## Provided records
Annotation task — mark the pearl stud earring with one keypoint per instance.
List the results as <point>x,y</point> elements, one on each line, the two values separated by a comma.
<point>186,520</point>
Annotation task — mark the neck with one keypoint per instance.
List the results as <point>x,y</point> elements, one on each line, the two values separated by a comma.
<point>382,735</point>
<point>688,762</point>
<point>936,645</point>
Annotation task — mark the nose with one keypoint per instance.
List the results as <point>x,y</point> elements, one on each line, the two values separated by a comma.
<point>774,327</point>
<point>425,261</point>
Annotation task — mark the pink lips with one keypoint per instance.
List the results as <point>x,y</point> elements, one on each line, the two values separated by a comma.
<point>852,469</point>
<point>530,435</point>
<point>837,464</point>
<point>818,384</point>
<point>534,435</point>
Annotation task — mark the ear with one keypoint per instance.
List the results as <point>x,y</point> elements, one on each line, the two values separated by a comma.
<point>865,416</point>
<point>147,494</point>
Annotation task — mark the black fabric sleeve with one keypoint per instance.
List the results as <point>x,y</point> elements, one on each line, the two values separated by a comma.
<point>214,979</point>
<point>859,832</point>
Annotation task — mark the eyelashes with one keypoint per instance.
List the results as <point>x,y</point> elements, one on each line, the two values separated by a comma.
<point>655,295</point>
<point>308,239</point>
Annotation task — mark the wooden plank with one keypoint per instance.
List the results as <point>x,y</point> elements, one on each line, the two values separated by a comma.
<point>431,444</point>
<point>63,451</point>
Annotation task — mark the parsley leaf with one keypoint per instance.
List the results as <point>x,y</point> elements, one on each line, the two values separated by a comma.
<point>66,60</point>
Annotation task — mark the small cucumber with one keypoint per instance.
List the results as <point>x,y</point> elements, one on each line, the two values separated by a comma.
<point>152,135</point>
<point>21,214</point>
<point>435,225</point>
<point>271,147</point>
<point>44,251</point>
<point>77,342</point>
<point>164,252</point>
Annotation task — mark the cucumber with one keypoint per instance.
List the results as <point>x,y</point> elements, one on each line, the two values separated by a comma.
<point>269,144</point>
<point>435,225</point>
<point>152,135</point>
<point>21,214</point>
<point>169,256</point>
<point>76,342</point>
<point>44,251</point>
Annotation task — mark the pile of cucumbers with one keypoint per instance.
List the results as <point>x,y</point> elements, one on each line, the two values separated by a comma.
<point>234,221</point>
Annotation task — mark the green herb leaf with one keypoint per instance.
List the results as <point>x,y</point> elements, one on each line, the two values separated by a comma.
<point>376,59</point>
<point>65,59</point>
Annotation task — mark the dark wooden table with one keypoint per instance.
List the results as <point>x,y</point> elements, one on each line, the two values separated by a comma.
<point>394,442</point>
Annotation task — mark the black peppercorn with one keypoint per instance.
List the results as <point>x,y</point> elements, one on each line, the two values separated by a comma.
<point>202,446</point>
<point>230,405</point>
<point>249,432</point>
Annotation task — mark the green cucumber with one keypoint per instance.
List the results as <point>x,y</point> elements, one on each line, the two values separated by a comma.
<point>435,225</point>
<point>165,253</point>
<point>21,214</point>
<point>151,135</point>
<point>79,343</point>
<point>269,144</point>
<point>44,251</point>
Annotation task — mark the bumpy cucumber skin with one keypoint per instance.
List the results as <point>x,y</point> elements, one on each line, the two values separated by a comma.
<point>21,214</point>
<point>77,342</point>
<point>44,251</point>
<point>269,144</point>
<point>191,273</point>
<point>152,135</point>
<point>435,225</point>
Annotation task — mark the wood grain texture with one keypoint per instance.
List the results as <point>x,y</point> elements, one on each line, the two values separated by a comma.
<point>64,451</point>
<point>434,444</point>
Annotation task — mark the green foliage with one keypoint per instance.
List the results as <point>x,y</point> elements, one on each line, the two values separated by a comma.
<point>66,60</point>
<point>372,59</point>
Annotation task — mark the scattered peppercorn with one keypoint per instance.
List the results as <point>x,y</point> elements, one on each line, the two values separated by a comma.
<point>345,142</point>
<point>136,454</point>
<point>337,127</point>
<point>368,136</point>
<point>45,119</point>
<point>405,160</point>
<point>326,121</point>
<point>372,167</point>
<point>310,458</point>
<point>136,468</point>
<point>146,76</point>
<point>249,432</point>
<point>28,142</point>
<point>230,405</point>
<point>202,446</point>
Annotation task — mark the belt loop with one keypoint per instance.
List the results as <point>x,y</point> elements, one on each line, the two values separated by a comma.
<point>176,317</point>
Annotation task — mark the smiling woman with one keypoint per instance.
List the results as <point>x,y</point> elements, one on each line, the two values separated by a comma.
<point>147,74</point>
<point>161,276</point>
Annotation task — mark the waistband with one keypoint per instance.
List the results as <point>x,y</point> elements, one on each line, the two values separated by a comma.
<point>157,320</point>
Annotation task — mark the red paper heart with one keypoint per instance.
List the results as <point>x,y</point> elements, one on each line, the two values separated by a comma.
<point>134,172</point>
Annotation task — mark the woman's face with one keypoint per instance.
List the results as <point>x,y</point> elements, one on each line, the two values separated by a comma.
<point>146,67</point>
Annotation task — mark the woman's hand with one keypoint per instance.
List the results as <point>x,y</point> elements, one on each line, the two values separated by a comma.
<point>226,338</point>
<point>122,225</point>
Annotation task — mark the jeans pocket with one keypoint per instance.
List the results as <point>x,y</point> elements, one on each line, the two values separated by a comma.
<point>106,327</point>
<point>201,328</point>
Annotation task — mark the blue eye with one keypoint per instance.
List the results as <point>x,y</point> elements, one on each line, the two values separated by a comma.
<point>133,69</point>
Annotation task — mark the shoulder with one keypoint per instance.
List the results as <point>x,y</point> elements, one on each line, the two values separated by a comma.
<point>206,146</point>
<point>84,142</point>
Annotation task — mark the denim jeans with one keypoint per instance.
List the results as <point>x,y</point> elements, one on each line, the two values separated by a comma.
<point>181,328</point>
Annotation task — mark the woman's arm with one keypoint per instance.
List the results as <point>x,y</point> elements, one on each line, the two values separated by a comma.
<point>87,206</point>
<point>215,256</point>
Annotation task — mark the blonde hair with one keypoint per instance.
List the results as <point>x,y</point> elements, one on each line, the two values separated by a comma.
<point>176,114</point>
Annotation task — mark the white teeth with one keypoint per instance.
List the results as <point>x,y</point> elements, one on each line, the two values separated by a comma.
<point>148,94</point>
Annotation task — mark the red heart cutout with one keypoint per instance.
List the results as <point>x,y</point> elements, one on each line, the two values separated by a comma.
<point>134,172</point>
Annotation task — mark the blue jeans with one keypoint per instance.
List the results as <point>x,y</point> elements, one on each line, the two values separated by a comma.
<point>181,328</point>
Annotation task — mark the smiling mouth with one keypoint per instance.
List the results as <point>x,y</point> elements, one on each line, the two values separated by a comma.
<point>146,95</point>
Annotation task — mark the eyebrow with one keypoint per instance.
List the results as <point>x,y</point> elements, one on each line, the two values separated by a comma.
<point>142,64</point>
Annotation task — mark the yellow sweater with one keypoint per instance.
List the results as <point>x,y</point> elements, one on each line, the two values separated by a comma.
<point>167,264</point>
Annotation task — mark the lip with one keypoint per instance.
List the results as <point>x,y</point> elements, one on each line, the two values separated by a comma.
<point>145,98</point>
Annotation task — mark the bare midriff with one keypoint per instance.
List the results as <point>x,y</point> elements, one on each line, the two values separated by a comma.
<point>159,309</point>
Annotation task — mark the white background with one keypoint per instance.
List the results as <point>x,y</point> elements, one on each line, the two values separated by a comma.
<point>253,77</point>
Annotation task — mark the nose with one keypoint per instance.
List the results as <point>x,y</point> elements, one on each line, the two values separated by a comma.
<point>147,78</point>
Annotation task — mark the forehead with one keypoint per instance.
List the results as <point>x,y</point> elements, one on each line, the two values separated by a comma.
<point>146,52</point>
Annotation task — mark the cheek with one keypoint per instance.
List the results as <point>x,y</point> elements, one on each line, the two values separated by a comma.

## Directions
Transcribe exactly, and only, the lines from the one bearing "Annotation task — mark the white background" through the last line of the entries, counting both.

## Solution
Annotation task — mark the white background with one keypoint per instance.
List the results as <point>x,y</point> elements, one on each line, the two values separated by a comma.
<point>253,77</point>
Annotation task — mark the nose with one keypoint per instance.
List the results as <point>x,y</point> elements, one on each line, the two values separated by a comma.
<point>147,78</point>
Annotation task — mark the forehead with one keypoint per instance.
List the results as <point>x,y</point> elements, one on each line, the two values separated by a comma.
<point>146,52</point>
Annotation task — mark the cheek with one keypoint per instance.
List the results as <point>x,y</point> elements, one on each line, the two values separated by a comma.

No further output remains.